▶ Task to complete: Output only these lines, set down exactly: the one containing "Teacher note to the class: pick out the tarmac" and each line after it through the end of the records.

Records from a data source
= Beginning of Section =
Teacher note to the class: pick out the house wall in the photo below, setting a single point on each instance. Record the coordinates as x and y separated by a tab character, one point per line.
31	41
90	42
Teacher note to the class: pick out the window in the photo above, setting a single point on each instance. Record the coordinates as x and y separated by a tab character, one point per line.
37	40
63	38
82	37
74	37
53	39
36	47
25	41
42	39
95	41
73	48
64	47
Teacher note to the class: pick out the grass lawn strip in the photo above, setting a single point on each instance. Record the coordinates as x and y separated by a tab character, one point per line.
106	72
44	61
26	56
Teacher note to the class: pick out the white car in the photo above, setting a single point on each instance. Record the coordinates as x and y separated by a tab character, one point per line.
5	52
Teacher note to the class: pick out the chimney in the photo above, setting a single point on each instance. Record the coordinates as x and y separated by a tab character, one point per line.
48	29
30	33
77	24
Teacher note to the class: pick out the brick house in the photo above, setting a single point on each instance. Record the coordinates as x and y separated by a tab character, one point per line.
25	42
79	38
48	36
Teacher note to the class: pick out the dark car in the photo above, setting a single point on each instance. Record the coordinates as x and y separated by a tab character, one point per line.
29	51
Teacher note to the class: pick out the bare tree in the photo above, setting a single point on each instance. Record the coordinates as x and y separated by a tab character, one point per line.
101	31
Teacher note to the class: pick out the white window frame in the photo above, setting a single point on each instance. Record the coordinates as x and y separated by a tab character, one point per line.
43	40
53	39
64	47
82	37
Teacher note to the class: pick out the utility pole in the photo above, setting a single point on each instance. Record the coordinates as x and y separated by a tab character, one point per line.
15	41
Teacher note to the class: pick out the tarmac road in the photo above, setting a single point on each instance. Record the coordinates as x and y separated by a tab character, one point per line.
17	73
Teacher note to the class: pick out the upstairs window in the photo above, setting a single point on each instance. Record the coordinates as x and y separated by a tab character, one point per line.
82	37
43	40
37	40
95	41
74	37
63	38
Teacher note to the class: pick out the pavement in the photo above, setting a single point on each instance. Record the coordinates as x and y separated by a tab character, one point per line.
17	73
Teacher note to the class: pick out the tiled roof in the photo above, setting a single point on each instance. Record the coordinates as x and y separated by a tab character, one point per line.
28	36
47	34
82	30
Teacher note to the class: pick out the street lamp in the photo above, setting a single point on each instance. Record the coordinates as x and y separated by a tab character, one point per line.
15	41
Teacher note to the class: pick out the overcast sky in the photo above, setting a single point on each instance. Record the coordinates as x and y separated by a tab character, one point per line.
= End of Section =
▶ Finished exercise:
Teacher note to the class: pick out the tarmac road in the photo above, setting a single point on each instance. Record the coordinates as x and y separated by a tab character, one point per line.
17	73
Teacher note to the class: pick out the upstairs window in the photo above, setting a single point on each instance. Record the coordinates as x and y separated by a tab character, one point per line.
82	37
43	40
37	40
95	41
74	37
63	38
Teacher note to the class: pick out the pavement in the photo above, setting a single point on each instance. Record the coordinates as x and y separated by a tab character, one point per line.
17	73
Teacher note to the class: pick out the tiled roof in the photo above, setting a single point on each instance. Record the coordinates as x and y separated by a tab character, one point per line.
28	36
47	34
82	30
Teacher note to the class: pick out the street lamp in the photo above, setting a single point on each instance. Record the coordinates as x and y separated by a tab character, one point per line.
15	41
Teacher note to the class: pick out the overcast sky in the photo above, setting a single point on each instance. Record the coordinates as x and y separated by a tab character, one point per line.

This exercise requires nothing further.